• Your task: With nothing omitted, transcribe the entries exactly as written.

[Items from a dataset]
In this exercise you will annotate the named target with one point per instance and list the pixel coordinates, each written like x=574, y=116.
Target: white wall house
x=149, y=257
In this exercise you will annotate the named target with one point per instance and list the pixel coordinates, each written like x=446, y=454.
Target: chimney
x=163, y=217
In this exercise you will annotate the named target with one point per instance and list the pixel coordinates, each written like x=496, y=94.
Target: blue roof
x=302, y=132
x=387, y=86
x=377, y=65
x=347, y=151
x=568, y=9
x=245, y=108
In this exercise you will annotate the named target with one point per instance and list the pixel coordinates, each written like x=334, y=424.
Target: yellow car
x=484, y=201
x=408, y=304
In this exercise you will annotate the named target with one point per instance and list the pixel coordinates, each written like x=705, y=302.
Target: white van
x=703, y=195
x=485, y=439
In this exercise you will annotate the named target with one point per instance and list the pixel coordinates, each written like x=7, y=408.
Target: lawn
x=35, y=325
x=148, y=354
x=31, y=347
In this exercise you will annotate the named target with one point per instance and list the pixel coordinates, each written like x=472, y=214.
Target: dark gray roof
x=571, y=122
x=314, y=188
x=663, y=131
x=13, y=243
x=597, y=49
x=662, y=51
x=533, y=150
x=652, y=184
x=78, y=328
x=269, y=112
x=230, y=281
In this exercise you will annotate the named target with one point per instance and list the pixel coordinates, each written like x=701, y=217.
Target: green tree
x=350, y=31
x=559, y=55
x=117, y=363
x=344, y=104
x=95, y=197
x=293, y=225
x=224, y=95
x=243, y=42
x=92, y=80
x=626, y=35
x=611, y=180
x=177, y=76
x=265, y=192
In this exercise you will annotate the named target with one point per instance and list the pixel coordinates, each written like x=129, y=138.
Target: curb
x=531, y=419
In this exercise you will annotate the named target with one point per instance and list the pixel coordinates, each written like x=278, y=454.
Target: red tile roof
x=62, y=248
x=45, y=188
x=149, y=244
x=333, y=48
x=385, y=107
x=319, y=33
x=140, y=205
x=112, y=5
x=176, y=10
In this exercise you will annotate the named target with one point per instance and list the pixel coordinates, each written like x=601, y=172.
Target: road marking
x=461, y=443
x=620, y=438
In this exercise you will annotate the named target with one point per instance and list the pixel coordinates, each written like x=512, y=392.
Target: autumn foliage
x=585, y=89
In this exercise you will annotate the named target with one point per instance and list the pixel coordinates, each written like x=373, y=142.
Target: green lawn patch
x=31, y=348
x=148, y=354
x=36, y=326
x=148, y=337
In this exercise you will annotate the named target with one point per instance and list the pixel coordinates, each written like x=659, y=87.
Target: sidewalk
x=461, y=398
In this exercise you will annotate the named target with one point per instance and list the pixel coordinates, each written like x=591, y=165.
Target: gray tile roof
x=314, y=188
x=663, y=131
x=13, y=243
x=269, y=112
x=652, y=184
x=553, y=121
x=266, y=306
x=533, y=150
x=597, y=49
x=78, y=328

• Task solution:
In this exercise you will annotate the named target with one point per instance and list the pixel coordinates, each written like x=574, y=116.
Target: white wall house
x=149, y=257
In this exercise you will annotate the named target with one point per instance and list the pixel coordinates, each written like x=446, y=454.
Target: chimney
x=163, y=217
In this exercise you will annotate the named target with one point per instance and list the pixel coordinates, each written like x=496, y=94.
Target: blue roof
x=302, y=132
x=387, y=86
x=377, y=65
x=347, y=151
x=568, y=9
x=245, y=108
In this exercise you will annotate the named target with one point per instance and list the pixel coordinates, each written like x=334, y=424.
Target: yellow car
x=484, y=201
x=408, y=304
In this exercise you will annotate the named target with one point per instance and list the pixel coordinates, each written like x=705, y=302.
Target: white van
x=703, y=195
x=485, y=439
In this exercise you will annotate the named target with one point per instance and list the pixel coordinates, each written like x=7, y=408.
Target: lawn
x=35, y=325
x=148, y=354
x=31, y=347
In this exercise you will annotate the named target with one point per instance and list the pixel coordinates, each written like x=472, y=214.
Target: dark gray roof
x=571, y=122
x=314, y=188
x=663, y=131
x=13, y=243
x=597, y=49
x=662, y=51
x=533, y=150
x=652, y=184
x=78, y=328
x=269, y=112
x=230, y=281
In this exercise you will annotate the named target with one point per instance and list the pixel coordinates, each written like x=701, y=217.
Target: green tree
x=350, y=31
x=559, y=55
x=117, y=363
x=344, y=104
x=95, y=197
x=293, y=225
x=224, y=95
x=243, y=42
x=92, y=80
x=626, y=35
x=611, y=180
x=177, y=76
x=265, y=192
In this exercise you will annotate the named target with one point per instance and list the pixel coordinates, each written like x=129, y=138.
Target: curb
x=531, y=419
In this exercise you will annotate the named target with one point per instance and list the pixel coordinates, each written like x=278, y=454.
Target: red tile roof
x=62, y=248
x=45, y=188
x=149, y=244
x=333, y=48
x=385, y=107
x=319, y=33
x=140, y=205
x=112, y=5
x=176, y=10
In this exercise you will annotate the named target with one point per instance and list the pixel coordinates, each written like x=601, y=172.
Target: road marking
x=461, y=443
x=620, y=438
In this exercise you will annotate the named target with one point per instance and list the pixel coordinates, each written like x=512, y=392.
Target: autumn foliage
x=585, y=89
In this exercise you will annotate the named target with one point per instance and list the pixel coordinates, each written like x=373, y=142.
Target: green lawn patch
x=31, y=348
x=148, y=354
x=36, y=326
x=148, y=337
In this exercise you will annotate the named target with one point per instance and list the pixel coordinates, each written like x=659, y=87.
Target: sidewalk
x=461, y=398
In this exercise you will annotate the named target with one point per instance and list the pixel coordinates, each written like x=591, y=165.
Target: gray tile roof
x=314, y=188
x=663, y=131
x=13, y=243
x=269, y=112
x=652, y=184
x=553, y=121
x=266, y=306
x=533, y=150
x=597, y=49
x=78, y=328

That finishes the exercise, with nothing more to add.